(Items from a labeling collection)
※

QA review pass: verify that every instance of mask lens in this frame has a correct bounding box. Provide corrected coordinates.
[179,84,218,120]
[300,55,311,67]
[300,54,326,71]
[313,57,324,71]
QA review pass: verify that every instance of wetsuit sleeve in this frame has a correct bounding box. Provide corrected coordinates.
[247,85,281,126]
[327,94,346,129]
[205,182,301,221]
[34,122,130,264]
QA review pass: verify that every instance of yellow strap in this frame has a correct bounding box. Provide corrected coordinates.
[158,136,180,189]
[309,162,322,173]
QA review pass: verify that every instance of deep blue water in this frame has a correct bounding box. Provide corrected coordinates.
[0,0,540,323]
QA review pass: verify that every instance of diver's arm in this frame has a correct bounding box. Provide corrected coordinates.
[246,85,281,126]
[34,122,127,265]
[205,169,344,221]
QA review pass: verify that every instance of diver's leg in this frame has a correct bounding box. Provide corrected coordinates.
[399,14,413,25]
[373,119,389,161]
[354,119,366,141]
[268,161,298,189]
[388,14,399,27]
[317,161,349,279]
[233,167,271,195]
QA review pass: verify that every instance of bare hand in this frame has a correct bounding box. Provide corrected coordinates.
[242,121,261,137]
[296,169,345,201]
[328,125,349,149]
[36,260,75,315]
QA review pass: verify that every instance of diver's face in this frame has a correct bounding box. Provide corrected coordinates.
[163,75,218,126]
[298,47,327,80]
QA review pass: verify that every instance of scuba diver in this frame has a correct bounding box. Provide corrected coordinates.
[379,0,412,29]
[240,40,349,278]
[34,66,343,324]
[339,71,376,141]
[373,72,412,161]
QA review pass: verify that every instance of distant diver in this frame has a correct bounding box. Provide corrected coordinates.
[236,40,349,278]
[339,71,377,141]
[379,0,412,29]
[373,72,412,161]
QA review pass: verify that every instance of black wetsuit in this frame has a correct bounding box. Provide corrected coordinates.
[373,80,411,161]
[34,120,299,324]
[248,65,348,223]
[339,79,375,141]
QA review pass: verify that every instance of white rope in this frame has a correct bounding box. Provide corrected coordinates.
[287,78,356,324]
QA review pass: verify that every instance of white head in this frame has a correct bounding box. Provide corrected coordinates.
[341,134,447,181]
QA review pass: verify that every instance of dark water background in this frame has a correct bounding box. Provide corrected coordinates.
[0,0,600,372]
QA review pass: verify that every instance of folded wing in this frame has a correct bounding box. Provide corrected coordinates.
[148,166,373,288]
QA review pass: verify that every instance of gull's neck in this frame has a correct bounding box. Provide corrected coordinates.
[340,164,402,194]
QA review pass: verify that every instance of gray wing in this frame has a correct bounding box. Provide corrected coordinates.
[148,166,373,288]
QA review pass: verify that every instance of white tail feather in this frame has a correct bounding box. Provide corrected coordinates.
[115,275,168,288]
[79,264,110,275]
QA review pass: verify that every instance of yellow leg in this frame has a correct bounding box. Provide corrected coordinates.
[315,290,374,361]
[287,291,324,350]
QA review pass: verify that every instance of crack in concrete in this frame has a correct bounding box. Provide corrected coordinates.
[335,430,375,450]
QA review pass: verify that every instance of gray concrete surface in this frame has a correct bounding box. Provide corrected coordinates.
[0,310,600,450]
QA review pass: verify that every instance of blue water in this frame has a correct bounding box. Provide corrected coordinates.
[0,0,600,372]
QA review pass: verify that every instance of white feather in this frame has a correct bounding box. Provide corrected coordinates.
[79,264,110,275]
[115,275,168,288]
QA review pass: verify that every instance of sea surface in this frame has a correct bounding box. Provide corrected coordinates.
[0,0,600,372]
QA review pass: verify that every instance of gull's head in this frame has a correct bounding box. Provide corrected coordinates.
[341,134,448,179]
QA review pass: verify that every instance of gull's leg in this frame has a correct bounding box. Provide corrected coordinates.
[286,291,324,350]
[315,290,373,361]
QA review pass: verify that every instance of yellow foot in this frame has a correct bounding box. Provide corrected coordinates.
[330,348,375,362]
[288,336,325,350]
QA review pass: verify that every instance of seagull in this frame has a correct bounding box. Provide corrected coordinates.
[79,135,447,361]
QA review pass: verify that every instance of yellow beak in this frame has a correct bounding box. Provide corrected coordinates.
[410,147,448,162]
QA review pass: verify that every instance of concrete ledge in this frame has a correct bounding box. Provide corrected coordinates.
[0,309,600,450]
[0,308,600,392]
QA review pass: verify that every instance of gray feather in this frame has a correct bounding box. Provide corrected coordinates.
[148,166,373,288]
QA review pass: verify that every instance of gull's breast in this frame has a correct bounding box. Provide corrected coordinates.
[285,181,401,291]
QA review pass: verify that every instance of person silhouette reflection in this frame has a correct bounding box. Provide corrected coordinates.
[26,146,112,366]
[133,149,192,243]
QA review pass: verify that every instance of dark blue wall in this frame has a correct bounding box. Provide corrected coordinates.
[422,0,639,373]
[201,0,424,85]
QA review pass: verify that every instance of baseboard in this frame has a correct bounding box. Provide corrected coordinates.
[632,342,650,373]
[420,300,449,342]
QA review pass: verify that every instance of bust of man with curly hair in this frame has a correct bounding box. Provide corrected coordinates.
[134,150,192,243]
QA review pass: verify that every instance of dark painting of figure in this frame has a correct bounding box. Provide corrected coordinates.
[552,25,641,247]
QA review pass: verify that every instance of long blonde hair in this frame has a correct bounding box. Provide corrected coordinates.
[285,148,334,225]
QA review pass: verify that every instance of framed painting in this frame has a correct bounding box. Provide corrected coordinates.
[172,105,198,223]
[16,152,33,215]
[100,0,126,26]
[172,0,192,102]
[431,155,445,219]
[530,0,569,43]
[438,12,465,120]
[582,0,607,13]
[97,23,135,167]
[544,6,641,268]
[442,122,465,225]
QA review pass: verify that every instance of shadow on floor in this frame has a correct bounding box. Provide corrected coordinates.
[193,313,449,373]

※

**WORK REQUIRED:**
Write out every line of the listing above again, word for word and unchanged.

**EXERCISE RESULT:**
QA review pass: verify that every instance of mask lens in this frame has a correct bounding box. Provide corrected coordinates.
[179,84,218,120]
[300,55,311,67]
[300,54,326,71]
[313,57,324,71]
QA review pass: verify that every instance of wetsuit sleeve in this frame has a correct bounding box. Provide corrected coordinates.
[247,85,281,126]
[327,94,346,129]
[205,182,301,221]
[34,122,130,264]
QA review pass: verify that every instance of yellow strap in this frame has a correct bounding box. Provide corrected coordinates.
[158,136,180,189]
[309,162,322,173]
QA review pass: verify that every instance of deep blue water in this frame has a correct bounding box. Provide corrected coordinates.
[0,0,540,323]
QA review pass: verify that every instance of diver's arm in this frame has a correct bounding box. Provide corrected coordinates.
[246,85,281,126]
[34,122,127,265]
[205,169,344,221]
QA review pass: verify that every instance of diver's leg in this frame has a correct bounding box. Provide corrected coordinates.
[399,14,413,25]
[373,119,389,161]
[354,119,366,141]
[268,161,298,189]
[388,14,399,27]
[317,161,349,279]
[233,167,271,195]
QA review pass: verify that every instance of bare hand in this frame has a correct bounding box. Provide corrected coordinates.
[242,121,261,137]
[296,169,345,201]
[328,125,349,149]
[36,260,75,315]
QA review pass: verify that every instance of diver's face in this frame has a correct bounding box. Provide corrected coordinates.
[163,75,218,126]
[298,47,327,80]
QA review pass: verify that every instance of scuba diver in this frame has a correct bounding box. Provide corrected coordinates.
[379,0,412,29]
[240,40,349,278]
[34,66,343,324]
[339,71,376,141]
[373,72,412,161]
QA review pass: verify that every instance of distant diver in this frame has a correct bounding box. Provide corrected coordinates.
[236,40,349,278]
[339,71,377,141]
[379,0,412,29]
[373,72,412,161]
QA review pass: verify that every instance of black wetsuit in this frame has a correct bounding box. Provide corrected coordinates.
[373,80,411,161]
[34,120,299,324]
[248,65,348,223]
[339,79,375,141]
QA review pass: verify that every instance of white rope in this frame has a correct bounding box. Provide corrected coordinates.
[287,78,356,324]
QA review pass: verify that every instance of white head in this frame has a correct bounding box. Provide corrected coordinates.
[341,134,447,181]
QA review pass: verify that every instance of dark water background in this frame has a correct bounding box. Provide corrected coordinates.
[0,0,600,372]
QA review pass: verify that every instance of folded wing in this frame has a correct bounding box. Provide corrected coordinates.
[148,166,373,288]
QA review pass: verify that every instance of gull's neck in this frame has a correct bounding box. Provide corrected coordinates.
[340,164,402,194]
QA review pass: verify that every instance of gray wing in this frame has a correct bounding box. Provide corrected coordinates.
[148,166,373,288]
QA review pass: verify that every instance of white tail feather in this frame has a correct bounding box. Provide corrected coordinates.
[115,275,168,288]
[79,264,110,275]
QA review pass: verify that every instance of yellow leg in this frame has a correct bounding box. Provide corrected coordinates.
[315,290,374,361]
[287,291,324,350]
QA review pass: verify that every instance of crack in concrete in this frame has a correct bounding box. Provide corrected coordinates.
[335,430,375,450]
QA review pass: verify that every instance of gray concrete surface in this frame has a correct bounding box. Provide corrected coordinates.
[0,310,600,450]
QA review pass: verify that every instance of blue water in this frame has a correct bounding box. Provide corrected coordinates.
[0,0,600,372]
QA review pass: verify that every instance of white feather in this frame has a correct bounding box. Provide corrected coordinates.
[79,264,110,275]
[115,275,168,288]
QA review pass: verify that every instance of sea surface in this frame has a correct bounding box. Provide corrected coordinates.
[0,0,600,372]
QA review pass: verify that every instance of gull's head in this frame has a correct bounding box. Provide corrected coordinates.
[341,134,448,179]
QA review pass: verify that every instance of gull's leg in this frame has a correct bounding box. Provide corrected coordinates.
[286,291,324,350]
[315,290,373,361]
QA review pass: verify that every instance of yellow foot in this frame has a correct bounding box. Provide corrected coordinates.
[330,348,375,362]
[288,336,325,350]
QA review pass: verify that every instance of seagull in this frame has a correct bounding box. Provide corrected coordinates.
[79,135,447,361]
QA review pass: verify that every instance of yellow beak in this frame has a correct bounding box. Provide corrected coordinates.
[410,147,448,162]
QA review pass: verify that every instance of concrete ledge in this frame has a correct bounding box. Provide corrected coordinates.
[0,309,600,450]
[0,308,600,392]
QA review pass: verify that every instance of gray feather in this frame has a correct bounding box. Provide corrected coordinates.
[148,166,373,288]
QA review pass: verify that every instance of gull's breast in this frame has a correct bounding box. Provide corrected coordinates.
[285,181,401,291]
QA review pass: verify that every instance of person silhouette reflection in this frame has a correct bounding box. Provide corrected coordinates.
[26,146,112,366]
[133,149,192,243]
QA review pass: verify that every instance of dark blue wall in this frame has a correct bounding box. Provide corrected coordinates.
[422,0,639,373]
[201,0,424,85]
QA review pass: verify that every instance of baseboard in this frame has a correct bounding box. Provide corrected coordinates.
[632,342,650,373]
[420,300,449,342]
QA review pass: verify that every instance of bust of man with curly hair in this frame has a correct bounding box. Provide corrected coordinates.
[134,150,192,243]
QA review pass: verify that every instance of dark painting of figure in this frame has a correct bounding box. Provide corrected coordinates.
[552,25,641,247]
QA review pass: verify that every instance of long blonde hair in this frame has a correct bounding box. Provide corrected coordinates.
[285,148,334,225]
QA review pass: verify that every instance of framed painting in this frame has a correct bounding box. Provide corrected coordinates.
[172,105,198,223]
[16,152,33,215]
[100,0,126,26]
[172,0,192,102]
[431,155,445,219]
[530,0,569,43]
[438,12,465,120]
[582,0,607,13]
[97,23,135,167]
[544,6,641,268]
[442,122,465,225]
QA review pass: verify that every instance of shadow on floor in this frame has a correct bounding box. Provide corrected coordinates.
[193,313,449,373]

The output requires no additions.